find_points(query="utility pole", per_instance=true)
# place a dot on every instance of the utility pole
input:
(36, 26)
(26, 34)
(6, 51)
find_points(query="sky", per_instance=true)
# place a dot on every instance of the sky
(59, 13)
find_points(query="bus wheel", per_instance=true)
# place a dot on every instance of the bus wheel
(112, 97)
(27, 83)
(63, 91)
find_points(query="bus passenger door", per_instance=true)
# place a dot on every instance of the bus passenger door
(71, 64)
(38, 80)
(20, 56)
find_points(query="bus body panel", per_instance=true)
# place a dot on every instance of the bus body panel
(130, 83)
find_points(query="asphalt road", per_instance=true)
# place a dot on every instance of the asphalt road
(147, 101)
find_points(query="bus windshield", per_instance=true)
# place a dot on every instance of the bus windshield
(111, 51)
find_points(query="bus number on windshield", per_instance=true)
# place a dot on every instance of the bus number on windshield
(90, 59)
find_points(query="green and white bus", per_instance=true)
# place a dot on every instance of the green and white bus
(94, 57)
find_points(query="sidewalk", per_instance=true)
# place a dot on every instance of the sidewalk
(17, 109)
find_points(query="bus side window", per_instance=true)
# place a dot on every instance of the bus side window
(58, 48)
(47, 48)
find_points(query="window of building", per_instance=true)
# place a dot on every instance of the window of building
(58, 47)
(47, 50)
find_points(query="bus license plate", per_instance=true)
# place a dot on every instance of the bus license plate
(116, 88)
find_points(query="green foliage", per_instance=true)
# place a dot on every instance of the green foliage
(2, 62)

==============================

▶ _TASK PROMPT_:
Reproduce all of the rows above word for word, leaving nothing out and changing nothing.

▶ _EXERCISE RESULT_:
find_points(query="utility pole", per_instance=true)
# place a dot on every instance of the utility pole
input:
(36, 26)
(26, 34)
(6, 51)
find_points(query="sky", per_instance=true)
# place a dot on every instance of the sky
(59, 13)
find_points(query="bus wheel", per_instance=true)
# place a dot on every instance of the bus wheel
(112, 97)
(27, 83)
(63, 91)
find_points(query="bus passenger door", per_instance=true)
# place a dot on every instance of the bus passenger door
(71, 64)
(38, 80)
(20, 56)
find_points(query="bus body panel", per_instance=true)
# place a dot on every instance of the bus body panel
(130, 83)
find_points(query="asphalt road", per_instance=true)
# place a dot on every instance of the asphalt road
(147, 101)
find_points(query="bus windshield", per_instance=true)
# place a dot on every instance of the bus windshield
(111, 51)
find_points(query="bus number on windshield", per_instance=true)
# place a dot on every instance of the bus number on windshield
(90, 59)
find_points(query="green and white bus", per_instance=true)
# place a dot on every instance of the green and white bus
(94, 57)
find_points(query="sidewalk", per_instance=true)
# place a dot on every instance of the sidewalk
(17, 109)
find_points(query="bus side window", per_instance=true)
# place a dot on every instance of the bus side window
(58, 48)
(47, 48)
find_points(query="window of building", per_instance=true)
# place a dot on every instance of the window of building
(58, 47)
(47, 50)
find_points(query="bus license plate", per_instance=true)
# place a dot on every instance of the bus license plate
(116, 88)
find_points(query="green foliage", per_instance=true)
# place a dot on every instance of the green foliage
(2, 62)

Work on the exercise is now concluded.